Written task:
Please find every line in the entries below that contains the word "curb", and copy each of those lines.

(Records from a dataset)
◇ ◇ ◇ ◇ ◇ ◇ ◇

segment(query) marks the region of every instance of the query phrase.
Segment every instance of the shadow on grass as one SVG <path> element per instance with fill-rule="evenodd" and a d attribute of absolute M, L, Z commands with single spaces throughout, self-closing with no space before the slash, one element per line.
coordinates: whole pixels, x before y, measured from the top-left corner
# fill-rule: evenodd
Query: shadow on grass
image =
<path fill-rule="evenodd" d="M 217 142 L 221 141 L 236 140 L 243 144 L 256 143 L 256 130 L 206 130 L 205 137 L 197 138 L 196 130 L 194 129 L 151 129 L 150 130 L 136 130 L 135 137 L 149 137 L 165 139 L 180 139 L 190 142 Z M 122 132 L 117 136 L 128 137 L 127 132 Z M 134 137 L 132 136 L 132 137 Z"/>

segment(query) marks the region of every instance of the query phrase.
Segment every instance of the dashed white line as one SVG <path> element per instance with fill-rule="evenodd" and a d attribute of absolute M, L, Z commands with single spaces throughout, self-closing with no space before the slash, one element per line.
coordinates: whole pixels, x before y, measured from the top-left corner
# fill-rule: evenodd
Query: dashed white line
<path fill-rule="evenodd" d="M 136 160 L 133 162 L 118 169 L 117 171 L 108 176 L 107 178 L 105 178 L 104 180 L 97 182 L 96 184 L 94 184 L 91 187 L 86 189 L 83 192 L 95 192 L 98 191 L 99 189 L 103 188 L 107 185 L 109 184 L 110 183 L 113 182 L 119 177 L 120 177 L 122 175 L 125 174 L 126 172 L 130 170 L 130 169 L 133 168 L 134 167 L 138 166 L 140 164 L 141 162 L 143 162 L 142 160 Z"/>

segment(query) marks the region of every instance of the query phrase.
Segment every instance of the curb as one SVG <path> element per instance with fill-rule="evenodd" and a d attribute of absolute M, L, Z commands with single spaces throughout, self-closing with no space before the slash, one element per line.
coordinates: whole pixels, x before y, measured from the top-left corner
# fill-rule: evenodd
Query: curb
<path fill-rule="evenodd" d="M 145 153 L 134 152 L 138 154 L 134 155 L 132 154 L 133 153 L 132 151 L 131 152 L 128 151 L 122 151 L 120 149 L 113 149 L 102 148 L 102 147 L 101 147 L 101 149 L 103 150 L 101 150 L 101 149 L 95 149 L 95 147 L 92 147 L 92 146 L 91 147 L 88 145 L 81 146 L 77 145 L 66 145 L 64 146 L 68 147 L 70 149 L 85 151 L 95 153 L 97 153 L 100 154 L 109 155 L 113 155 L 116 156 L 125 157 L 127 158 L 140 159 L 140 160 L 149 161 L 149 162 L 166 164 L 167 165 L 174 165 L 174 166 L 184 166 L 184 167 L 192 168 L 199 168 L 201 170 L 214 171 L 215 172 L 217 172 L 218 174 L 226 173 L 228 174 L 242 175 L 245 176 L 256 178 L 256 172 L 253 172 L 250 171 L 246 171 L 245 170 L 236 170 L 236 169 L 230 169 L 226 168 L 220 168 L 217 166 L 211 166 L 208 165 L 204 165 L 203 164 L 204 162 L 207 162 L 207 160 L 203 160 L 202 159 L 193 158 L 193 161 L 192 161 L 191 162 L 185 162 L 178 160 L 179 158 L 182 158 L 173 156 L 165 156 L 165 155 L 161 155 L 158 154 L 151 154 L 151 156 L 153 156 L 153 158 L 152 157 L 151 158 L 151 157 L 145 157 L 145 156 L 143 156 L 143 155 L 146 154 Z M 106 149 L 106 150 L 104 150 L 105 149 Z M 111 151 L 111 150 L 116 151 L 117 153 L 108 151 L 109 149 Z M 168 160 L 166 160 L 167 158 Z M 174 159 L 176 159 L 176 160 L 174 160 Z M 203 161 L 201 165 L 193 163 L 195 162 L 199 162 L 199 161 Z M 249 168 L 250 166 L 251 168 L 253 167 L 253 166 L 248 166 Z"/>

◇ ◇ ◇ ◇ ◇ ◇ ◇

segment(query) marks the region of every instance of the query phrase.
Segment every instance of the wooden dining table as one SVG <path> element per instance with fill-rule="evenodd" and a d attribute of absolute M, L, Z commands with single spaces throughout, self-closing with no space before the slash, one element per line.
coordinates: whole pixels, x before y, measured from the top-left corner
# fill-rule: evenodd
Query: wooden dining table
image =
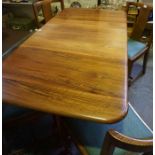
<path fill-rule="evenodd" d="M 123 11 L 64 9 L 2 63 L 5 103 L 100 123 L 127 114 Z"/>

◇ ◇ ◇ ◇ ◇ ◇ ◇

Exercise result:
Segment every instance of the curb as one SVG <path> element per instance with fill-rule="evenodd" and a d attribute of absolute M, L, Z commands with single spaces throughout, self-closing with no space before the slash, one element per line.
Query: curb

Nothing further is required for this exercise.